- Given entries:
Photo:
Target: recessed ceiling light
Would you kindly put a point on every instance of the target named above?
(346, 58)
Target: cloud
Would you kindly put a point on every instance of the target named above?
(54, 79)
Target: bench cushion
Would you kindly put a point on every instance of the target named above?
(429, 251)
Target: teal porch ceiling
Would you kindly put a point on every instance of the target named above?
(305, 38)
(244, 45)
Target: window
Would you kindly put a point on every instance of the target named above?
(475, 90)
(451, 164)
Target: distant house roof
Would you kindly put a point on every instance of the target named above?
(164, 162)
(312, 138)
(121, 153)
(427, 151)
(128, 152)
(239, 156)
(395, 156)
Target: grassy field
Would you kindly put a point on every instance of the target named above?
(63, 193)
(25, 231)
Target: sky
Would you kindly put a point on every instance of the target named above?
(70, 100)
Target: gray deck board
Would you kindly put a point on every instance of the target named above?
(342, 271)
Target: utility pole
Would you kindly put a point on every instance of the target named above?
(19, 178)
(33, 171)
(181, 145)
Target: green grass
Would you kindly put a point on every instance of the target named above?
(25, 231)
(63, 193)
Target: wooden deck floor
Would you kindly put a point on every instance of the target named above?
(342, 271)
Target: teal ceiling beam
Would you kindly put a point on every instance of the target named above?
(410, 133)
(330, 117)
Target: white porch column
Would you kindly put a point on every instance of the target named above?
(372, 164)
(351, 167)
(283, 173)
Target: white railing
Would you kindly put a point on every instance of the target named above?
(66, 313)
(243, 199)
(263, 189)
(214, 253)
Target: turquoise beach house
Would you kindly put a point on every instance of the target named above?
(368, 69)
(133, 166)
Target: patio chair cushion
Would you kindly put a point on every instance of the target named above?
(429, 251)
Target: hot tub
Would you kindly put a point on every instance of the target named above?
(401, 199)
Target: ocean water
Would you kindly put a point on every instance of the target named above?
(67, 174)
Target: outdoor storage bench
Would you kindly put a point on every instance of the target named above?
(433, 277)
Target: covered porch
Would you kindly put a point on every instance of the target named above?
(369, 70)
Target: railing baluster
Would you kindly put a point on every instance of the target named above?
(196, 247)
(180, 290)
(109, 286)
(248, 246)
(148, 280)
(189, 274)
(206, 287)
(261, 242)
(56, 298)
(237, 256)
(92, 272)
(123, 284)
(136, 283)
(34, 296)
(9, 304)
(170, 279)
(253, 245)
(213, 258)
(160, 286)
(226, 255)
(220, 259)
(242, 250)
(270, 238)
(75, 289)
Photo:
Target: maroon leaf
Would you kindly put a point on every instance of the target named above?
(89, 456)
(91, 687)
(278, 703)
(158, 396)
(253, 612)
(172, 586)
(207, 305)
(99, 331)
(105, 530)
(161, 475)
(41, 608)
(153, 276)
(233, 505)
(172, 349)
--
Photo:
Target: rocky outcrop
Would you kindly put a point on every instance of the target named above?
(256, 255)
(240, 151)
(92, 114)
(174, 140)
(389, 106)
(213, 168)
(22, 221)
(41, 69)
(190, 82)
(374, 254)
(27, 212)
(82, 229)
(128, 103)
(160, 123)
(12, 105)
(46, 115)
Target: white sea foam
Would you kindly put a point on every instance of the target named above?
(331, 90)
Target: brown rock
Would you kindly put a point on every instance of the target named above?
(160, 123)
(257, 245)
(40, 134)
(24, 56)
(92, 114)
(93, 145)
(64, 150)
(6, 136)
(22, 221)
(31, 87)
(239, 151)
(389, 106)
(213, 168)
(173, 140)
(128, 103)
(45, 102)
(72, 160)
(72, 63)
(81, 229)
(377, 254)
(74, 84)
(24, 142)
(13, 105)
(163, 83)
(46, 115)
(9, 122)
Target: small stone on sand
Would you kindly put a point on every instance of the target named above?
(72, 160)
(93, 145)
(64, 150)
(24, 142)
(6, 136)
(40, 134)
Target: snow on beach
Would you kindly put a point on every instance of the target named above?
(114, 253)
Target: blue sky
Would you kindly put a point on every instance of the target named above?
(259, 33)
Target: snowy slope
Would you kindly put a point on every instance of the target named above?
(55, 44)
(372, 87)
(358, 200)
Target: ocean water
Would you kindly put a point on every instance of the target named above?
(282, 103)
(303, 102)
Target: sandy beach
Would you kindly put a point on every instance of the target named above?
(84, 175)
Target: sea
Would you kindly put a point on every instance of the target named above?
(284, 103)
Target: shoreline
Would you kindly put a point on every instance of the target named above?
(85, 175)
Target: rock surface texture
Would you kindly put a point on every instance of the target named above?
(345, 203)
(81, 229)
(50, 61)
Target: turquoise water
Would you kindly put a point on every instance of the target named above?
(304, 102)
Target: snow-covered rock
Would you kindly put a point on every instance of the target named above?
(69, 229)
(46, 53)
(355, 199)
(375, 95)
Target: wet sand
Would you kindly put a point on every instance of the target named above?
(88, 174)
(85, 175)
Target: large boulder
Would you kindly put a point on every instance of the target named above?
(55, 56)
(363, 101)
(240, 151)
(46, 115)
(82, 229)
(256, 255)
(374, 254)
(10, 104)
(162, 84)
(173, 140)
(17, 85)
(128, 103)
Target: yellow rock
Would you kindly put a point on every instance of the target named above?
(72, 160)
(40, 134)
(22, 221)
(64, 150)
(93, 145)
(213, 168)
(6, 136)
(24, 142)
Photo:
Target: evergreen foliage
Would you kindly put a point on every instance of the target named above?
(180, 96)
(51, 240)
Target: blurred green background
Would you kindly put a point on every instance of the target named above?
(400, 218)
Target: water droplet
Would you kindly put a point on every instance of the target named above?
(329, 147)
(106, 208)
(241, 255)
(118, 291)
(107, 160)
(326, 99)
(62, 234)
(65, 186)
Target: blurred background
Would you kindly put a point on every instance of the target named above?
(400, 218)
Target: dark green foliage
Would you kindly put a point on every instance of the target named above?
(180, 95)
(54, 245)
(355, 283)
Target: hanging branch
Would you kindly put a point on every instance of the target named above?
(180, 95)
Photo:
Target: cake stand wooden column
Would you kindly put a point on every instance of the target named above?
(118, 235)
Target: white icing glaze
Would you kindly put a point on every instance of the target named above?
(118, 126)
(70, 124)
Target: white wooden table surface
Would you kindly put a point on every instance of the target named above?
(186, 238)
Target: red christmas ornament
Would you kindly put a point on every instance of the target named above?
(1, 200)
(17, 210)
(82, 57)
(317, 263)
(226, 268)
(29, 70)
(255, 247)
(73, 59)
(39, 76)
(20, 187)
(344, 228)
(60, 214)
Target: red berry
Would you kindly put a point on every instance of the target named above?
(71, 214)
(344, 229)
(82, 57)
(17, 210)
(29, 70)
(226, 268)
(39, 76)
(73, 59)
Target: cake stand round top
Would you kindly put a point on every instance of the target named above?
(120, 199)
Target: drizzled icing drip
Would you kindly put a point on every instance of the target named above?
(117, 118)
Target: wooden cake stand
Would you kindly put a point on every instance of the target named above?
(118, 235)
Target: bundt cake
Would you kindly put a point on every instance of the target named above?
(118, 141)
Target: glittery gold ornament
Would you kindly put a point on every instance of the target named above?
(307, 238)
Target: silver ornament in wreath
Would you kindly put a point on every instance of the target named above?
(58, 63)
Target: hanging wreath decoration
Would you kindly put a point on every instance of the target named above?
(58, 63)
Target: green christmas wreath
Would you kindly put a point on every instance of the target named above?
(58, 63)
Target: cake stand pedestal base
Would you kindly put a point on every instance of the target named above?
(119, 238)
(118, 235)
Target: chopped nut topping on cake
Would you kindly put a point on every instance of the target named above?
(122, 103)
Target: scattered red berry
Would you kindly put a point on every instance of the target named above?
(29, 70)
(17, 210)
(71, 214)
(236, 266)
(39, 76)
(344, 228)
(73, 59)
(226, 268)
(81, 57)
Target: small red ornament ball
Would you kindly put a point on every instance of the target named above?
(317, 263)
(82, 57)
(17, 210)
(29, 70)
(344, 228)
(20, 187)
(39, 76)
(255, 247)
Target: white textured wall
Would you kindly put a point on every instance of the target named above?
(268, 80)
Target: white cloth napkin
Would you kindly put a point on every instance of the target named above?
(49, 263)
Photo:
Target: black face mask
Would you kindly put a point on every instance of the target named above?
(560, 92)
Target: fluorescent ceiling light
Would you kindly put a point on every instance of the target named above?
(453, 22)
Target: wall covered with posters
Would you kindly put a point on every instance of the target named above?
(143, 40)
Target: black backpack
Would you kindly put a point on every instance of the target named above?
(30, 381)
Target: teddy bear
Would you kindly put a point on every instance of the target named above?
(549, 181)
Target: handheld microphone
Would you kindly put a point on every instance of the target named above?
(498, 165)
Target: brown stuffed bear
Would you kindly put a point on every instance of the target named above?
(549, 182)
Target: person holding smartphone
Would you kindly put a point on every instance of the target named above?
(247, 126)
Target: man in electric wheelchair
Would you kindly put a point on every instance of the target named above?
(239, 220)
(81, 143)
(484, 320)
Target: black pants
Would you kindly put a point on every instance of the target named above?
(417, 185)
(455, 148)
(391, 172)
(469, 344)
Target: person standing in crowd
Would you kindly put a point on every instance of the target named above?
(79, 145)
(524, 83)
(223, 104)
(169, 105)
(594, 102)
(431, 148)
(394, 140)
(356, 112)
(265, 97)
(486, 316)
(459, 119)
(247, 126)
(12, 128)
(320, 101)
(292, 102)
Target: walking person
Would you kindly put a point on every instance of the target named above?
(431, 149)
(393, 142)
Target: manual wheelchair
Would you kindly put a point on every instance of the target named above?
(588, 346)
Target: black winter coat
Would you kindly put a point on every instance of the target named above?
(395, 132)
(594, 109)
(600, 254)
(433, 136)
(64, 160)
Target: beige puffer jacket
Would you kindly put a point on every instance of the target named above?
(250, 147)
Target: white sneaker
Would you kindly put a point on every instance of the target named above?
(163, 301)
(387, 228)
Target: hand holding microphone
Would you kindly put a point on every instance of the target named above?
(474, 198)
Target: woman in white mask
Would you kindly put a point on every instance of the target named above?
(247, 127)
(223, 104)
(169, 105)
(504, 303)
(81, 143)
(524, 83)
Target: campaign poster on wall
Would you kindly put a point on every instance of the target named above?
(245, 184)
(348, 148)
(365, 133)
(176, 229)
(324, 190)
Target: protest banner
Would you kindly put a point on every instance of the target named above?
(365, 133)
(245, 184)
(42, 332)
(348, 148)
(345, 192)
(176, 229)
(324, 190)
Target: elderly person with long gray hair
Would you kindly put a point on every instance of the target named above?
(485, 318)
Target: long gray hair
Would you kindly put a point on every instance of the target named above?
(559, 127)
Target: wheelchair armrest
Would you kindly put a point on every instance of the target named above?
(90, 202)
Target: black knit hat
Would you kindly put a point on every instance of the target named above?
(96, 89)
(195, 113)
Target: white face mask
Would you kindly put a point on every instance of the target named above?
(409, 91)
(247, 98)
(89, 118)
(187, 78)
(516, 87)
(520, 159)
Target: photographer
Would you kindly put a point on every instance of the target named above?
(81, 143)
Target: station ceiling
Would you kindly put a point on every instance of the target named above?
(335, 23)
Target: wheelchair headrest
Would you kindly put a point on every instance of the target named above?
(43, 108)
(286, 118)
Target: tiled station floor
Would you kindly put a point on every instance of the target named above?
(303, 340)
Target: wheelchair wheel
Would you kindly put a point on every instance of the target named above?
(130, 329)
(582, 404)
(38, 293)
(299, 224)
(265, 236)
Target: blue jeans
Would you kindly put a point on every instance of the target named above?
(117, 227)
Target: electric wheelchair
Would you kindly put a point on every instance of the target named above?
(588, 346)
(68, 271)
--
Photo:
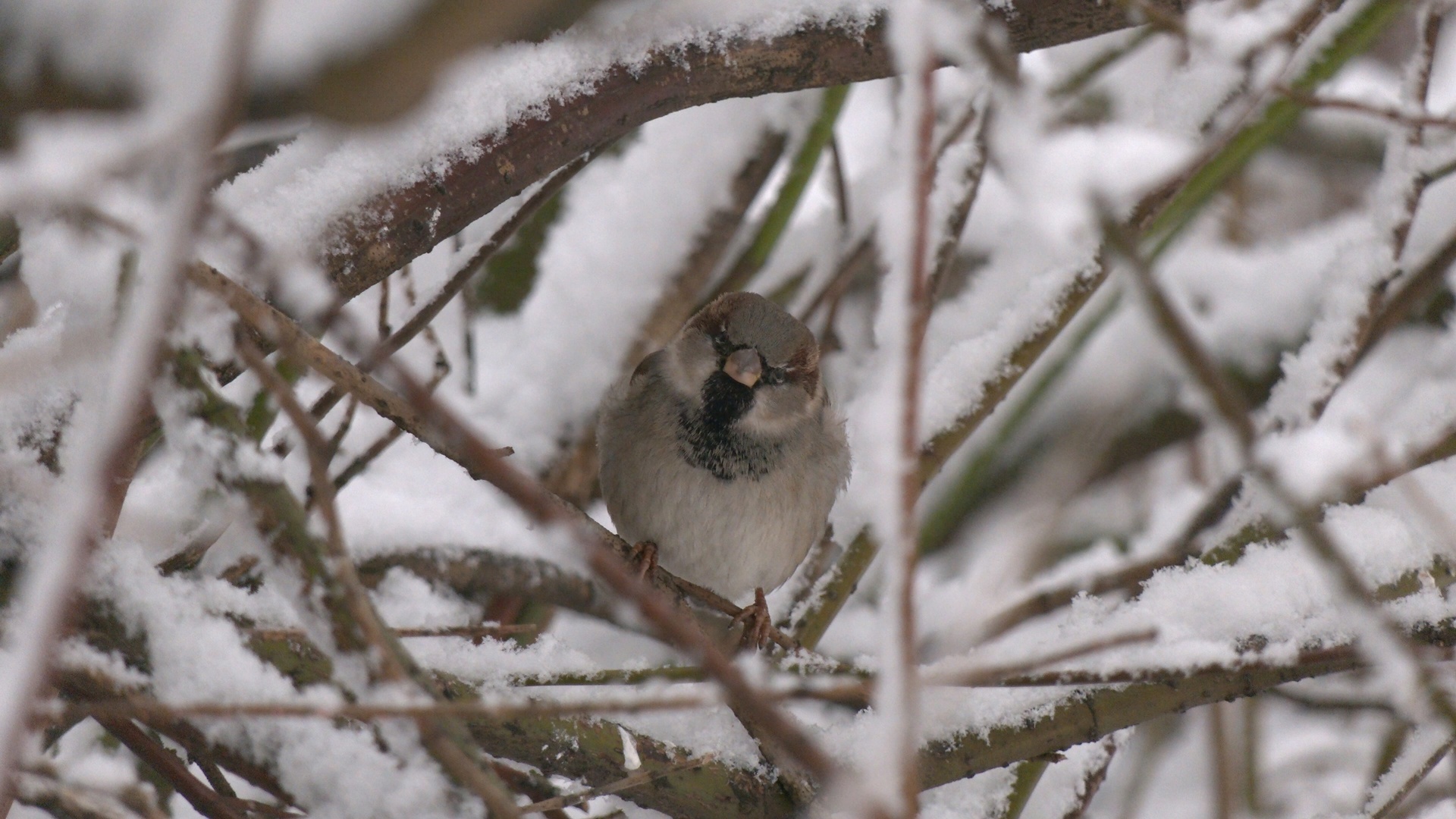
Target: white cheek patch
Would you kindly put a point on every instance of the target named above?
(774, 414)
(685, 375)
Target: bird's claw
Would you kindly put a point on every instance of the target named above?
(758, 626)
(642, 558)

- Task to complete:
Could you copy each line from the listing that has the word "station" in it?

- Completed exercise:
Target: station ceiling
Target: tiled station floor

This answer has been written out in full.